## What to produce
Please reproduce every line of the material below word for word, leaving out the pictures.

"""

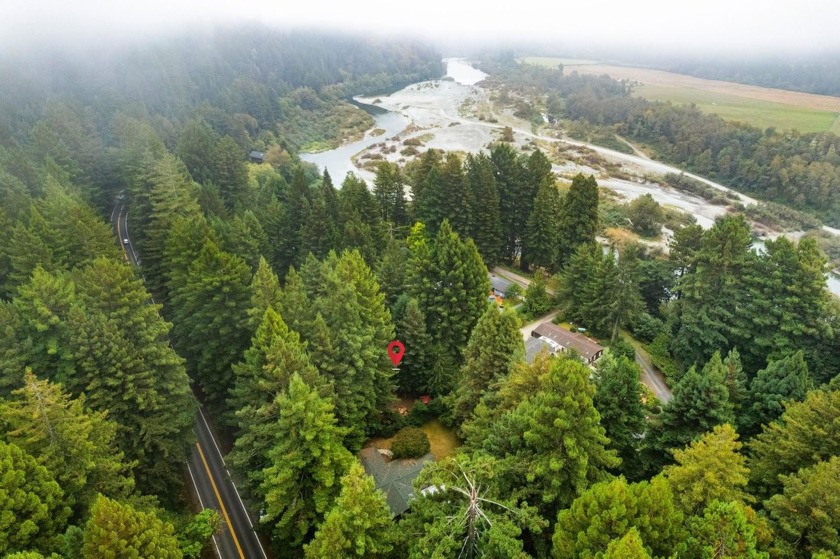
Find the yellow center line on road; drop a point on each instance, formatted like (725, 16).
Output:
(219, 498)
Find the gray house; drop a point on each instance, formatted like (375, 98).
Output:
(500, 285)
(560, 339)
(395, 478)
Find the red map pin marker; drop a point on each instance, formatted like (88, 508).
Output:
(395, 351)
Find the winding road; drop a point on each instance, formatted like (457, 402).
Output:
(210, 477)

"""

## Response
Find the yellow center line on road; drop a point on each instance, formatted like (725, 16).
Output:
(219, 498)
Find the gray house; drop a point on each instance, formatted like (375, 98).
Output:
(500, 285)
(560, 339)
(395, 478)
Find the red map pin marker; drop a point on each instance, formatted like (88, 508).
Output:
(395, 351)
Find the winding road; drop a point on each instance, formatted like (457, 402).
Output:
(210, 477)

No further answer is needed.